(Voci grezze)
# # # # # # #

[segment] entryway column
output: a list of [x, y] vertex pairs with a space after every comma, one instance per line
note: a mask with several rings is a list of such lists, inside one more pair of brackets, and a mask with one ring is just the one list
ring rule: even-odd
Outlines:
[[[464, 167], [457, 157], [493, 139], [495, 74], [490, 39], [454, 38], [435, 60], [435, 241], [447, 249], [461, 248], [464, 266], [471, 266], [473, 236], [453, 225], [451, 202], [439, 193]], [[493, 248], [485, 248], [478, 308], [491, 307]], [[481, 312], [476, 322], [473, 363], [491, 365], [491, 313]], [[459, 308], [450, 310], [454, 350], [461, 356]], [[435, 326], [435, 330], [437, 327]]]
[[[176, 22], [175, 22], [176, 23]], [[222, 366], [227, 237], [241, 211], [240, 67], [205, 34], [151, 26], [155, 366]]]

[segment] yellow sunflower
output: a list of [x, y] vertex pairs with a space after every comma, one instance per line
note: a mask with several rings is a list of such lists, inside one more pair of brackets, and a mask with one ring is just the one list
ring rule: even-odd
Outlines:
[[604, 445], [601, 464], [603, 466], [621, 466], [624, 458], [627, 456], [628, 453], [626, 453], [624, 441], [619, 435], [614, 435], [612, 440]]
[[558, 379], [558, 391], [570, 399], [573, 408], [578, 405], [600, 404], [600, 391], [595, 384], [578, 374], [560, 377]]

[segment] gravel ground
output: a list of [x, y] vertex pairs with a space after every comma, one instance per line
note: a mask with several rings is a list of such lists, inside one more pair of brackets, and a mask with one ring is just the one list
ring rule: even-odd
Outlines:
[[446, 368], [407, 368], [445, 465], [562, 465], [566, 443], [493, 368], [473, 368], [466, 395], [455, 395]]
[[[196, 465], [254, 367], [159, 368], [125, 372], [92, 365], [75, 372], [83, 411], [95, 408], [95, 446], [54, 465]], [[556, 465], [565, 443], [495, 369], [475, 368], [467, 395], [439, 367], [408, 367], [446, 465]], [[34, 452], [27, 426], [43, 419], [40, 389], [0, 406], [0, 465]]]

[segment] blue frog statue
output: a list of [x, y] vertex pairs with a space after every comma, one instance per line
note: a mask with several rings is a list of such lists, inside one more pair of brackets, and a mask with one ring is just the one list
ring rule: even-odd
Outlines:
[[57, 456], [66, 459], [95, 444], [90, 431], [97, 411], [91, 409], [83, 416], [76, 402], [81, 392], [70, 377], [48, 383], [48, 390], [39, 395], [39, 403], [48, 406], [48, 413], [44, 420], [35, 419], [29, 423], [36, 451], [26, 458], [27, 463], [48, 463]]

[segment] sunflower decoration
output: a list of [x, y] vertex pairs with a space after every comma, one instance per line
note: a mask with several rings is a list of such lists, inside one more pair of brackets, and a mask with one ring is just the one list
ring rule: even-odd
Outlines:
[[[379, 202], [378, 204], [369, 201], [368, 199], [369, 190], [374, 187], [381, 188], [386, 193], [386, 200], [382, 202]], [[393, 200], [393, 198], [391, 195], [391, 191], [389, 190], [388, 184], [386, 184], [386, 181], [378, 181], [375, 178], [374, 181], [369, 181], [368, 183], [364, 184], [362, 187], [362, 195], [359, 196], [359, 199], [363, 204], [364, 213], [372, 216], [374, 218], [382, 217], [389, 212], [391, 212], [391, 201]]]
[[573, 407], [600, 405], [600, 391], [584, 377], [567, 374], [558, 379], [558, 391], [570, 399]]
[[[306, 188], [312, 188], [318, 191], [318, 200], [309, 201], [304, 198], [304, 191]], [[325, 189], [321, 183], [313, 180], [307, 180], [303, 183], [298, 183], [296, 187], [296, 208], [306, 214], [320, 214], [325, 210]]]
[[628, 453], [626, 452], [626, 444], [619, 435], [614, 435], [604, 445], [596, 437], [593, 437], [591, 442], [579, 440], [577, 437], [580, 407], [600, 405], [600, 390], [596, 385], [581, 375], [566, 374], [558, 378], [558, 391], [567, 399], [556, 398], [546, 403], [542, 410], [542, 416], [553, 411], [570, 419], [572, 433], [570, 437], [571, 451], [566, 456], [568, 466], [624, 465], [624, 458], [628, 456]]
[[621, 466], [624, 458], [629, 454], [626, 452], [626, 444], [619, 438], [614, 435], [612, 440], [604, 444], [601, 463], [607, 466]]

# # # # # # #

DETTAGLI DEL COMPITO => Restituisci tutte le voci riportate sopra, riga per riga, senza cambiare nulla.

RISULTATO DELL'ESERCIZIO =>
[segment] entryway column
output: a list of [x, y] vertex pairs with a space after every comma, one instance per line
note: a mask with several rings is a list of such lists, inside one more pair of brackets, and a mask with one ring is just the one list
ring rule: even-odd
Outlines:
[[[464, 167], [457, 157], [493, 139], [495, 74], [490, 39], [454, 38], [435, 60], [435, 241], [447, 249], [461, 248], [464, 266], [471, 266], [473, 236], [453, 225], [451, 202], [439, 193]], [[493, 248], [485, 248], [478, 308], [491, 307]], [[481, 312], [476, 322], [473, 363], [491, 365], [491, 313]], [[459, 308], [450, 310], [454, 350], [461, 356]], [[435, 326], [435, 330], [437, 327]]]
[[[176, 22], [175, 22], [176, 23]], [[222, 366], [227, 237], [241, 211], [240, 67], [205, 34], [151, 26], [155, 366]]]

[segment] yellow sunflower
output: a list of [x, y] vertex pairs with a space after every comma, one instance per line
note: a mask with several rings is a list of such lists, inside one more pair of brackets, and a mask with one ring is just the one list
ring rule: even-odd
Outlines:
[[604, 445], [601, 464], [603, 466], [621, 466], [624, 458], [627, 456], [628, 453], [626, 453], [624, 441], [619, 435], [614, 435], [612, 440]]
[[558, 379], [558, 391], [570, 399], [573, 408], [578, 405], [600, 404], [600, 391], [595, 384], [578, 374], [560, 377]]

[segment] gravel ground
output: a list of [x, y] vertex pairs with a space after every comma, one instance per line
note: a mask with several rings is a list of such lists, inside one more pair of brackets, and a mask with one ring is just the one list
ring rule: even-odd
Outlines:
[[446, 368], [407, 368], [445, 465], [562, 465], [566, 443], [493, 368], [473, 368], [466, 395], [455, 395]]
[[[196, 465], [254, 367], [159, 368], [125, 372], [92, 365], [75, 372], [83, 411], [95, 408], [95, 446], [54, 465]], [[556, 465], [565, 443], [495, 369], [475, 368], [467, 395], [439, 367], [408, 367], [446, 465]], [[34, 452], [27, 426], [43, 419], [40, 389], [0, 406], [0, 465]]]

[segment] blue frog statue
output: a list of [x, y] vertex pairs with a space after every comma, one instance per line
note: a mask with several rings is a list of such lists, inside one more pair of brackets, and a mask with one ring is just the one list
ring rule: even-odd
Outlines:
[[57, 456], [66, 459], [95, 444], [90, 431], [97, 411], [91, 409], [83, 416], [76, 402], [81, 392], [70, 377], [48, 383], [48, 390], [39, 395], [39, 403], [48, 406], [48, 413], [44, 420], [35, 419], [29, 423], [36, 451], [26, 458], [27, 463], [48, 463]]

[segment] sunflower decoration
output: a list of [x, y] vertex pairs with a space after every comma, one instance per line
note: a mask with several rings is a list of such lists, inside one more pair of brackets, and a mask with one ring is just the one list
ring rule: even-odd
Outlines:
[[[379, 202], [378, 204], [369, 201], [368, 199], [369, 190], [374, 187], [381, 188], [386, 193], [386, 200], [382, 202]], [[393, 200], [393, 198], [391, 195], [391, 191], [389, 190], [388, 184], [386, 184], [386, 181], [378, 181], [375, 178], [374, 181], [369, 181], [368, 183], [364, 184], [362, 187], [362, 195], [359, 196], [359, 199], [363, 204], [364, 213], [372, 216], [374, 218], [382, 217], [389, 212], [391, 212], [391, 201]]]
[[573, 407], [600, 405], [600, 391], [584, 377], [567, 374], [558, 379], [558, 391], [570, 399]]
[[[306, 188], [312, 188], [318, 191], [318, 200], [309, 201], [304, 198], [304, 191]], [[325, 189], [321, 183], [313, 180], [307, 180], [303, 183], [298, 183], [296, 187], [296, 208], [306, 214], [320, 214], [325, 210]]]
[[628, 453], [626, 452], [626, 444], [619, 435], [614, 435], [604, 445], [596, 437], [593, 437], [591, 442], [579, 440], [577, 437], [580, 407], [600, 405], [600, 390], [596, 385], [581, 375], [566, 374], [558, 378], [558, 391], [567, 399], [556, 398], [546, 403], [542, 410], [542, 416], [553, 411], [570, 419], [572, 433], [570, 437], [571, 451], [566, 456], [568, 466], [624, 465], [624, 458], [628, 456]]
[[621, 466], [624, 458], [629, 454], [626, 452], [626, 444], [619, 438], [614, 435], [612, 440], [604, 444], [601, 463], [607, 466]]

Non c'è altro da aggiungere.